◆ **Input for this task**
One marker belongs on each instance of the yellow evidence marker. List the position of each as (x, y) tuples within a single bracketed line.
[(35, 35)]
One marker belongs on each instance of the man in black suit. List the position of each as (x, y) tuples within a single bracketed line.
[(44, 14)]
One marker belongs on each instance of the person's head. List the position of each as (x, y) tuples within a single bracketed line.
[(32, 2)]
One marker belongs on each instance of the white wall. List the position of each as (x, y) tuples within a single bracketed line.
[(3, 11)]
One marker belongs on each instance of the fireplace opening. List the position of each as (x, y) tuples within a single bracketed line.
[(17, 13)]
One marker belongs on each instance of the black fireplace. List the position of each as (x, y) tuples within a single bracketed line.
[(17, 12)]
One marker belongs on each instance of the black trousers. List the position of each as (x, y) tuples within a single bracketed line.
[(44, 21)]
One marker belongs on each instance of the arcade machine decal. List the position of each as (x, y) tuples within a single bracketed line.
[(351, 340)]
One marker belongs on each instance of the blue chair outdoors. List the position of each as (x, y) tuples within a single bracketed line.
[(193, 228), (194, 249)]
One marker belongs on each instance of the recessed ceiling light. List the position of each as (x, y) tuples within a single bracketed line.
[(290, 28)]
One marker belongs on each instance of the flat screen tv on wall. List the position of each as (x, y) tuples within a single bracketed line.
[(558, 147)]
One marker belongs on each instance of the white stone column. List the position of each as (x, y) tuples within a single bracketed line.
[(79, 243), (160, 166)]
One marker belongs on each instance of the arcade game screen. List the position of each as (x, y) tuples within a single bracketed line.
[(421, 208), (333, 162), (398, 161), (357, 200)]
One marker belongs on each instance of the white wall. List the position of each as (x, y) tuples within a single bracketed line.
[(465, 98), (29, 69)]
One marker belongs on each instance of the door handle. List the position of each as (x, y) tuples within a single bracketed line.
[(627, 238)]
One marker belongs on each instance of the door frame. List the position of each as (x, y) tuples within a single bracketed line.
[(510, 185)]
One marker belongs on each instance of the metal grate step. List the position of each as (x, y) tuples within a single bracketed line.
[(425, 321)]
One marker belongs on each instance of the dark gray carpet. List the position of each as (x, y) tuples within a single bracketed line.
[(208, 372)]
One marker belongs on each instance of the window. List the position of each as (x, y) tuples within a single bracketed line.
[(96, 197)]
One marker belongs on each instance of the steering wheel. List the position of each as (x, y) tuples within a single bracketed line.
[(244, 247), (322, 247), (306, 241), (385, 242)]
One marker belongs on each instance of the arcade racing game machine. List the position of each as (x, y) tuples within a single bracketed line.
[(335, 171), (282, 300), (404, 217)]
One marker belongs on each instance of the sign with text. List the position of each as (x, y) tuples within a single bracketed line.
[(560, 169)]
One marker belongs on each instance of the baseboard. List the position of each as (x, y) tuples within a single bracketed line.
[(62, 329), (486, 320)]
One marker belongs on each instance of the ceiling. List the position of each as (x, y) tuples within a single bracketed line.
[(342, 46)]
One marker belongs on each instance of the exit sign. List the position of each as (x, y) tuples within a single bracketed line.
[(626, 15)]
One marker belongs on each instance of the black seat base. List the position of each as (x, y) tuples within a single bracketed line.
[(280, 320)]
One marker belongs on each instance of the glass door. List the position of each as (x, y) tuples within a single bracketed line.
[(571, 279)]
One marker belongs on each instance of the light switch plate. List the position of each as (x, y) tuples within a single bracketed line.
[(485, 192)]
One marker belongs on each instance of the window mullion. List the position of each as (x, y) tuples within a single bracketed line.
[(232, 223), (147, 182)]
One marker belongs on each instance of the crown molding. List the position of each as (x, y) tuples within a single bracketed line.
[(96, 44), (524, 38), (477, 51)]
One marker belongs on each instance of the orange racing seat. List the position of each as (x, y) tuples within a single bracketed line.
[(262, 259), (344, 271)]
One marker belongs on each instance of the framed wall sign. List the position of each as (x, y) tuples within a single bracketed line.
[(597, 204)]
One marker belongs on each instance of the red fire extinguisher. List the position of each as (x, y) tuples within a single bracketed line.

◆ **Task to complete**
Return a faithful copy of all the records above.

◆ **Task result**
One marker belongs on each instance of the yellow evidence marker. List the position of each as (x, y) tuples within a single bracketed line.
[(35, 35)]
One marker belongs on each instance of the man in black suit. List the position of each as (x, y) tuples within a single bracketed line.
[(44, 14)]
One marker belongs on each instance of the person's head. List the position of each as (x, y) tuples within a single bracketed line.
[(32, 2)]
One marker belongs on each instance of the white wall. List the position of each as (x, y) tuples within a single bracketed line.
[(3, 11)]
One marker belongs on each instance of the fireplace opening. List the position of each as (x, y) tuples within a single bracketed line.
[(17, 13)]
One marker belongs on each instance of the black fireplace. List the position of each as (x, y) tuples within a single bracketed line.
[(17, 12)]
One marker belongs on each instance of the black trousers. List the position of each as (x, y) tuples within a single bracketed line.
[(44, 21)]
One marker belongs on each instance of the arcade machine decal. List the position of each as (x, y) tuples within a single bracketed line.
[(351, 340)]
One marker belongs on each instance of the blue chair outdoors. List the position of each as (x, y) tuples within a single bracketed line.
[(193, 228), (194, 249)]
One marker belongs on each instance of the recessed ceiling light. List the position of each as (x, y) tuples within a single bracketed line.
[(290, 28)]
One marker belongs on each instance of the flat screen tv on wall. List the position of each as (x, y) tuples within a single bracketed line.
[(558, 147)]
One marker belongs on each instance of the white stone column. List the position of each as (x, y) tuples within a single bracketed line.
[(79, 243), (160, 166)]
One marker belongs on each instance of the arcade game screen. List the position of each as (x, y) tuples within a single bracketed line.
[(421, 208), (333, 162), (398, 161), (357, 200)]
One marker belongs on each instance of the white wall. List the position of each as (x, y) tuples within a single bracketed line.
[(465, 98), (29, 69)]
One marker belongs on each instance of the door handle. List the position of each as (x, y) tuples within a single bracketed line.
[(627, 238)]
One marker belongs on each instance of the door frame. List the position of each as (x, y) tuples within a single bracketed line.
[(510, 185)]
One marker belongs on each instance of the metal grate step. List the position of each as (x, y) tuples within a single bracketed line.
[(425, 321)]
One marker belongs on each instance of the dark gray carpet. List the position of each as (x, y) tuples within a single bracketed line.
[(208, 372)]
One marker belongs on each instance of the window. List the position of each as (x, y) tuples within a single bracketed line.
[(96, 197)]
One marker belongs on each instance of the steering wheel. List the position of each as (x, y) tuples within a single bracketed line.
[(244, 247), (322, 247), (306, 241), (385, 242)]
One marker belongs on each instance of the arcade racing game machine. List the position of each as (x, y) tuples within a single bracketed line.
[(335, 171), (282, 300), (404, 217)]
One marker belongs on each instance of the sign with text. List the position of each as (x, y) tuples within a single bracketed line.
[(560, 169)]
One marker belongs on each instance of the baseboard. List the position of each as (x, y) tuples within a single bracketed line.
[(62, 329), (486, 320)]
One marker belongs on each instance of the ceiling. List the position of each as (x, y) tuples within a single bracketed line.
[(342, 46)]
One marker belongs on each instance of the exit sign. List the position of each as (x, y) tuples within a single bracketed line.
[(626, 15)]
One marker belongs on each instance of the black seat base. List the position of each as (x, y) tuples within a single bracketed line.
[(280, 320)]
One marker belongs on each instance of the glass door. List the position of each as (x, y) tuples within a single bracketed line.
[(571, 279)]
One marker belongs on each instance of the light switch plate. List the position of each as (x, y) tuples within a single bracketed line.
[(485, 192)]
One marker belongs on each instance of the window mullion. List the position of each as (x, y) tuples within a single bracketed line.
[(232, 223), (147, 182)]
One marker belongs on each instance of the crown molding. List the position of each as (x, y) tuples within a single bracketed line.
[(96, 44), (524, 38), (477, 51)]
One marker belongs on each instance of the orange racing seat. List the position of each as (x, y) tuples within a single bracketed line.
[(262, 259), (344, 271)]
One marker belongs on each instance of the framed wall sign. List the position of each as (x, y) tuples within a single bracketed line.
[(597, 204)]
One marker belongs on each instance of the red fire extinguisher. List the position of each as (x, y) tuples within a single bracketed line.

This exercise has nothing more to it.